====== Material provided

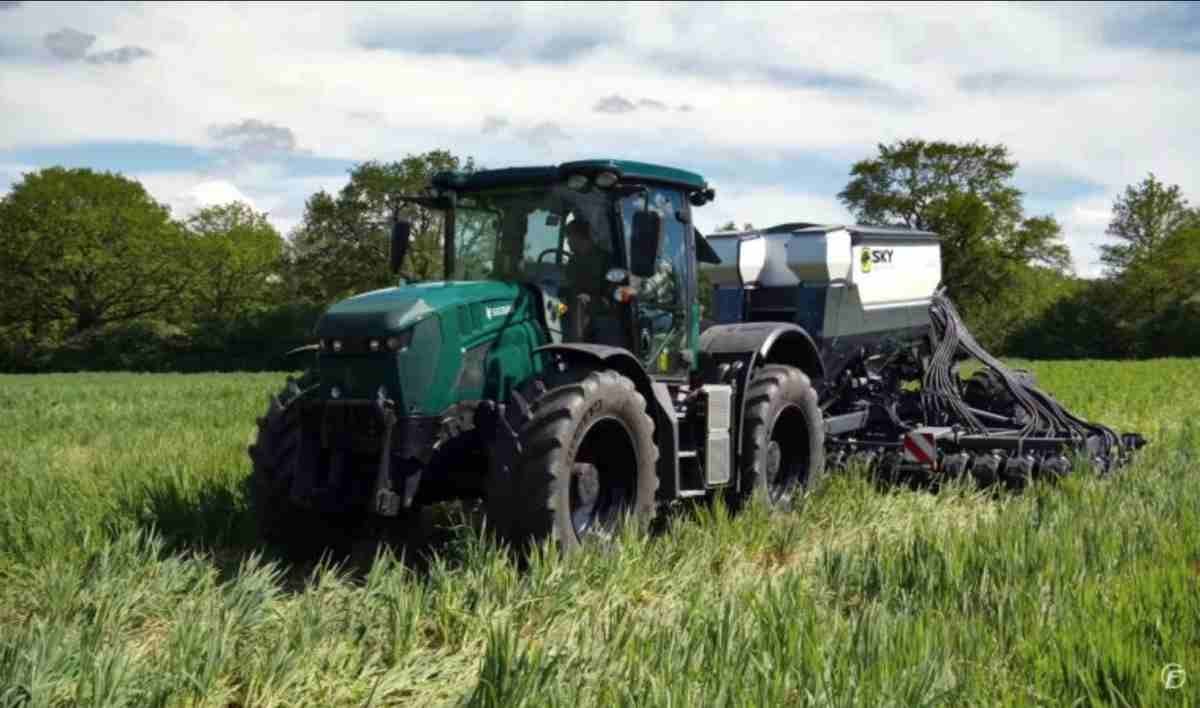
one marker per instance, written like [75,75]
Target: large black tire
[587,465]
[783,437]
[294,532]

============

Exercise requirements »
Rewrite the records above, swapping "tire" for "wheel" and leaving everything else unchanged. Leave the pictures out.

Written reply »
one marker per instance, written like [75,75]
Target: large black wheel
[587,465]
[783,437]
[294,532]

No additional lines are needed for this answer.